--- START TEXT ---

# Starbucks Vanilla Cupcake Frosting



## miss jane (Feb 26, 2007)

I posted this on the Professional Pastry Chef forum as well.
I was just curious if anyone knew anything about Starbucks Vanilla Cupcakes. The cupcake itself is nothing special--just a solid yellow cake--but the frosting is very good. It has vanilla bean in it and tastes slightly sour. The cupcake itself is rimmed with raw sugar. I am trying to figure out the frosting. Anybody know anything about these? Thanks


----------



## newbiechef (Dec 12, 2006)

i would reccomend trying a buttercream frosting, but tweak it a little bit. like add the vanilla bean. i would then reccomend adding or folding in a whipped buttermilk, or even whipped creme friache (i know i butchered that spelling probably... and do those things even whip?) and i am sure you have an excellent buttercream, being a pastry chef and all... anyway, i think that might get you somewhere close to where you want to be, it might take a bit more tweaking than that... maybe even some vanilla extract in that as well... thats just my 2 cents on the idea, it sounds good though. if you decide to experiment with it at all, let us know how it goes.

...or maybe a touch of lemon juice...


----------



## bettyr (Feb 18, 2007)

Could the sour be from cream cheese with a little vanilla bean added to the vanilla extract?

PHILADELPHIA Cream Cheese Frosting
PHILADELPHIA Cream Cheese Frosting Recipe

Prep Time: 10 min 
Total Time: 10 min 
Makes: 2-1/2 cups or 20 servings, 2 Tbsp. each 
1 pkg. (8 oz.) PHILADELPHIA Cream Cheese, softened
1/4 cup (1/2 stick) butter or margarine, softened
1 tsp. vanilla
1 pkg. (16 oz.) powdered sugar (about 4 cups), sifted

BEAT cream cheese, butter and vanilla in large bowl with electric mixer on medium speed until well blended.

ADD sugar gradually, beating until well blended after each addition.


----------



## miss jane (Feb 26, 2007)

Hey, thanks, you guys. I got kind of lost for awhile. But lemon juice is the ticket, it adds that little zing of sour tartness. I think cream cheese or sour cream would be too perishable for the Starbucks case.
Thanks again.


----------

--- END TEXT ---

## TASKS TO CARRY OUT
**A.** In the frosting thread, why does miss jane think cream cheese or sour cream is unlikely to be in the Starbucks frosting, and what does she settle on for the sour taste? Answer in one to three sentences.
**B.** Duplicate the passage of the frosting thread between "Hey, thanks, you" and "the Starbucks case.", inclusive.

--- START GIVEN RECORDS ---

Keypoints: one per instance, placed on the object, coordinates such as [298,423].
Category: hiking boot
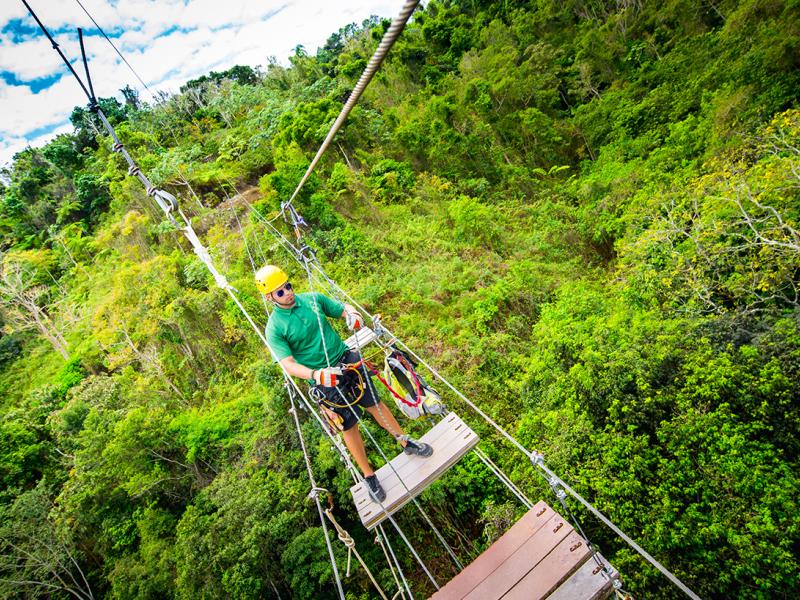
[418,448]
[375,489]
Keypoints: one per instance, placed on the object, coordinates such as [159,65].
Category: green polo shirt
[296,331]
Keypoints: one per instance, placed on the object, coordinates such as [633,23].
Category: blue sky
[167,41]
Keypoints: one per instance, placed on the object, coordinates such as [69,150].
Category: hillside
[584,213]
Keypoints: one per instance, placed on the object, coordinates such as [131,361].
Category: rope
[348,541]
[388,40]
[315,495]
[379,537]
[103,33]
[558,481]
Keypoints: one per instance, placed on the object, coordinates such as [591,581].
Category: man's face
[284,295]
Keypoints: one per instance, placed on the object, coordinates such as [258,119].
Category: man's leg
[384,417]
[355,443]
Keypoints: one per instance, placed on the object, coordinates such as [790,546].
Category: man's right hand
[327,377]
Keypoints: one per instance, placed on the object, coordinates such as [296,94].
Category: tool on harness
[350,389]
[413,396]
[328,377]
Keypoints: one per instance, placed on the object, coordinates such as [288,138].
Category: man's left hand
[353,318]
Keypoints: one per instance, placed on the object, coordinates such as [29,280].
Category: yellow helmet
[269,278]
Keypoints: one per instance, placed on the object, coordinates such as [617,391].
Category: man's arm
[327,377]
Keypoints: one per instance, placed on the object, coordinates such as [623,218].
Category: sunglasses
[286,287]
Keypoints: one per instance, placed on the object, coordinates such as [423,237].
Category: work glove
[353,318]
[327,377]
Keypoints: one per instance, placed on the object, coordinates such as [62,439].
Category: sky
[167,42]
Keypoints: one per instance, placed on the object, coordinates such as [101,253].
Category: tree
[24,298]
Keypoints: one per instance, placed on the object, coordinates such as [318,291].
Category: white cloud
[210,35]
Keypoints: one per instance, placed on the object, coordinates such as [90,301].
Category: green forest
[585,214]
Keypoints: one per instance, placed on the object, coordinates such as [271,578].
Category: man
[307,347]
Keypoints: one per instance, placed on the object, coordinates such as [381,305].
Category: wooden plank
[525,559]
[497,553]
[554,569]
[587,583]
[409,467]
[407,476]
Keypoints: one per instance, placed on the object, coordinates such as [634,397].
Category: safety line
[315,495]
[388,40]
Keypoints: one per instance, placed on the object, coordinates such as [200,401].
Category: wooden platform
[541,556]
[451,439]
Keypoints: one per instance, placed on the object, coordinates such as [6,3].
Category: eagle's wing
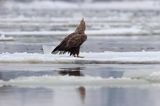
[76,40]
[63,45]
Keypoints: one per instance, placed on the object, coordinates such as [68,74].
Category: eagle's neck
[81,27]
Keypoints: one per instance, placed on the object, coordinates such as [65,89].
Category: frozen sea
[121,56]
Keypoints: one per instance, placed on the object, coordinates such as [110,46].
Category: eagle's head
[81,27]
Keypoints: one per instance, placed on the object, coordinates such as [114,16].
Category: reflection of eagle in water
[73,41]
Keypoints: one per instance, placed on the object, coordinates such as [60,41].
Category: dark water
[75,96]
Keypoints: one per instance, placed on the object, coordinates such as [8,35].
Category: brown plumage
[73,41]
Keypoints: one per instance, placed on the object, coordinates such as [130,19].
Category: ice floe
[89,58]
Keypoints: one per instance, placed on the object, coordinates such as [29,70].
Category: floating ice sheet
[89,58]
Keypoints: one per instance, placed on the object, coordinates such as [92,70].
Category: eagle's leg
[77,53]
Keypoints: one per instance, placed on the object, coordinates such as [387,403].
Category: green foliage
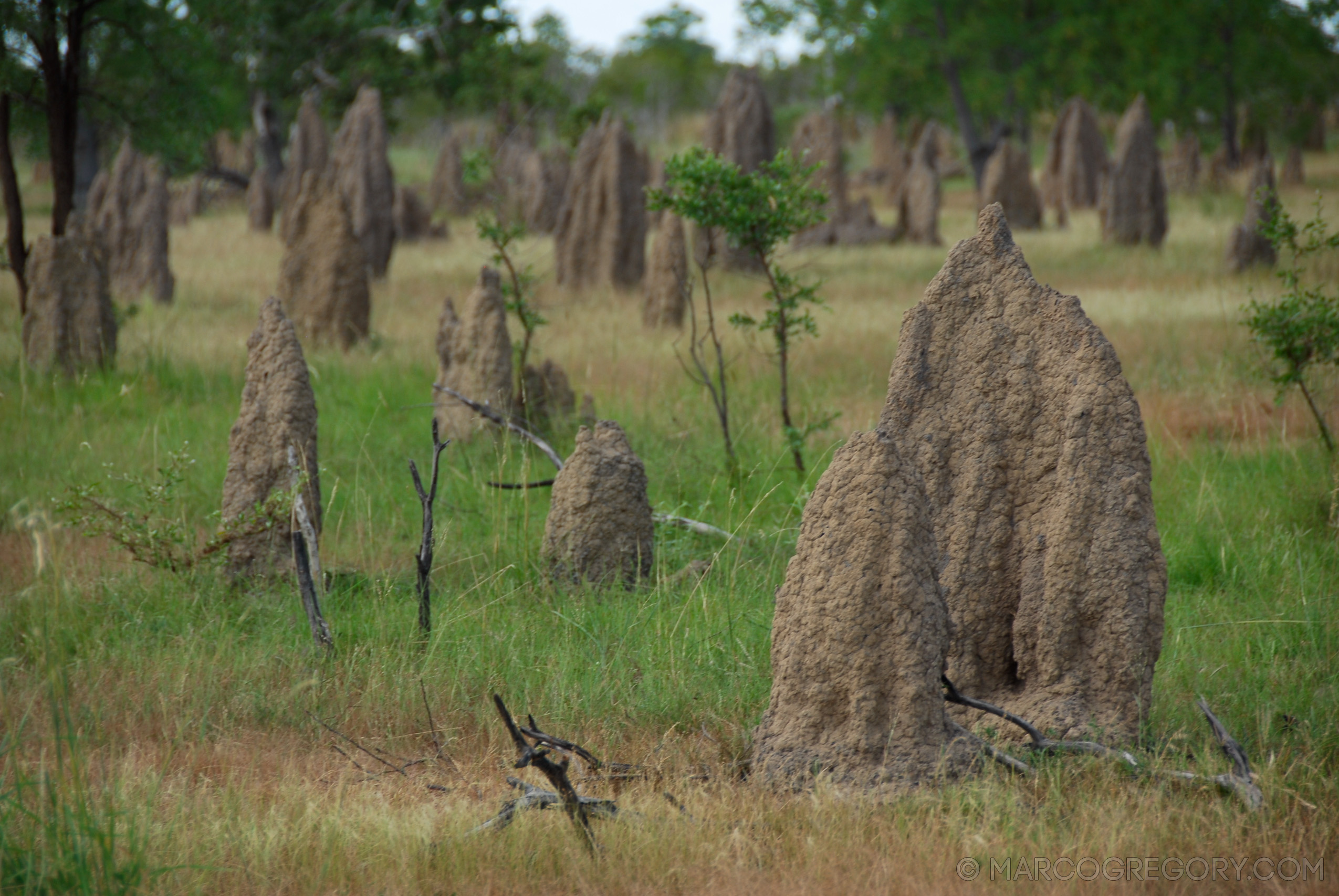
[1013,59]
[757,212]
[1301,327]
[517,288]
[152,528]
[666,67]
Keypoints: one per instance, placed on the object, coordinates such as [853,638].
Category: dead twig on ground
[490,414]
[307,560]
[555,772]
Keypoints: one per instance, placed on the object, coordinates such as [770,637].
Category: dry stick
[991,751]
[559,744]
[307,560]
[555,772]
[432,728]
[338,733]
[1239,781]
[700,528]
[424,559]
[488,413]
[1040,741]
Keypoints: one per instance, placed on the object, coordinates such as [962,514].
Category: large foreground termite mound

--- END GIVEN RECORDS ---

## WORKED ANSWERS
**A.** She thinks cream cheese or sour cream would be too perishable for the Starbucks case. She settles on lemon juice, which she says adds that little zing of sour tartness.

**B.**
Hey, thanks, you guys. I got kind of lost for awhile. But lemon juice is the ticket, it adds that little zing of sour tartness. I think cream cheese or sour cream would be too perishable for the Starbucks case.